■ CHALLENGE
Reproduce exactly the line in which "Task: tag every instance of the bush" occurs and all the lines after it, ending with the last line.
• • • • • • •
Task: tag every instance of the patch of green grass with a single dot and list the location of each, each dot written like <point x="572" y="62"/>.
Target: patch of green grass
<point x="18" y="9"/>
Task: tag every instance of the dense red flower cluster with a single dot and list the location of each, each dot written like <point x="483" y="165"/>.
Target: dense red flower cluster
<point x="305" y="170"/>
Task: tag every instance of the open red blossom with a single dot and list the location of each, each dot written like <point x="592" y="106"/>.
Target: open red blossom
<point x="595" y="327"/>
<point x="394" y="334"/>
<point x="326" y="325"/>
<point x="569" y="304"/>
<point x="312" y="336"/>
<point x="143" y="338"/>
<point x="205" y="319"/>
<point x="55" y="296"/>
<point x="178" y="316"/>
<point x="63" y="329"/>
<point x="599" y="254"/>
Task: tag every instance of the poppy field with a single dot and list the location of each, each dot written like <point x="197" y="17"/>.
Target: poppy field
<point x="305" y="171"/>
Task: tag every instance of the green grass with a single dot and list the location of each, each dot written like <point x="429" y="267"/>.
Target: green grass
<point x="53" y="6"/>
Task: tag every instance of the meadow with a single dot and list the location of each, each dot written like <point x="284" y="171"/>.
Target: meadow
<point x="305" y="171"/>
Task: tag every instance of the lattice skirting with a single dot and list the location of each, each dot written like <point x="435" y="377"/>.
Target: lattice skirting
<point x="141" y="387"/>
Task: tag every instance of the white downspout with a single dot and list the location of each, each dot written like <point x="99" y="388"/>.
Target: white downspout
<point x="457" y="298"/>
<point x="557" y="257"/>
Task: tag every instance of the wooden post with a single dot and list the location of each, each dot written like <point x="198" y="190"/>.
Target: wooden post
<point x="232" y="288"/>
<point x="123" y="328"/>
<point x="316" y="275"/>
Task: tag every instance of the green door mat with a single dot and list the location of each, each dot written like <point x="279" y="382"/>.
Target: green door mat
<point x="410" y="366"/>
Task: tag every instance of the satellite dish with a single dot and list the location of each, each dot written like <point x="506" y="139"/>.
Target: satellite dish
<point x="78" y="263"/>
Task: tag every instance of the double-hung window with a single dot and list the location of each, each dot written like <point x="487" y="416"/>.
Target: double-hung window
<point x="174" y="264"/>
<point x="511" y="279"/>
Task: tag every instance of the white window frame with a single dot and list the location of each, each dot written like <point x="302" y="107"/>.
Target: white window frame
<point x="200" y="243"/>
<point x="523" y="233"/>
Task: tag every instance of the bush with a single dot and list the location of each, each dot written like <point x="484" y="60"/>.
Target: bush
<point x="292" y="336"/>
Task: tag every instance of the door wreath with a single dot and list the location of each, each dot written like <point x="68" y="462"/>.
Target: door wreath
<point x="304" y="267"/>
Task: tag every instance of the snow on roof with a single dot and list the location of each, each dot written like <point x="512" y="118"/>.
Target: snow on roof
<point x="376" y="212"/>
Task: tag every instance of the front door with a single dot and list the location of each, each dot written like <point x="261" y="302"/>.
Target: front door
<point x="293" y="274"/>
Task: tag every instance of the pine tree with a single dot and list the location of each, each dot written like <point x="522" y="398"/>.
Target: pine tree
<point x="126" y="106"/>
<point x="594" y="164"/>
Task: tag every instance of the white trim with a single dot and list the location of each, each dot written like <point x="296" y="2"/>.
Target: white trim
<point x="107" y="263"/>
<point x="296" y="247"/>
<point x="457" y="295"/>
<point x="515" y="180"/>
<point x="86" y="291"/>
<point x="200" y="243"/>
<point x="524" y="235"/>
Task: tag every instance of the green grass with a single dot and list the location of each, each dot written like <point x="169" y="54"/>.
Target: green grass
• • • • • • •
■ EXERCISE SOLUTION
Task: tag every instance of the bush with a single dot and list the location of each, each dot written like <point x="484" y="60"/>.
Target: bush
<point x="292" y="336"/>
Task: tag every instance of the door wreath with a single dot and list the location of each, each dot written like <point x="68" y="462"/>.
Target: door wreath
<point x="304" y="267"/>
Task: tag every instance of the snow on roof with a single dot and list the location of each, each dot written like <point x="512" y="118"/>.
Target: snow on roof
<point x="376" y="212"/>
Task: tag every instance of the front door with a single dot and list the location of each, each dot written like <point x="261" y="302"/>.
Target: front door
<point x="293" y="274"/>
Task: tag every instance of the pine tree with a single dot and list the location of each, each dot written like <point x="522" y="398"/>.
Target: pine tree
<point x="126" y="106"/>
<point x="594" y="164"/>
Task: tag every instance of the white trim with a single dot and list the location of each, each dot written like <point x="296" y="2"/>.
Target: white trim
<point x="107" y="263"/>
<point x="296" y="247"/>
<point x="457" y="295"/>
<point x="515" y="180"/>
<point x="86" y="291"/>
<point x="200" y="243"/>
<point x="524" y="235"/>
Task: tag every instance of the green grass with a single dot and list the location of each, each dot written like <point x="169" y="54"/>.
Target: green grass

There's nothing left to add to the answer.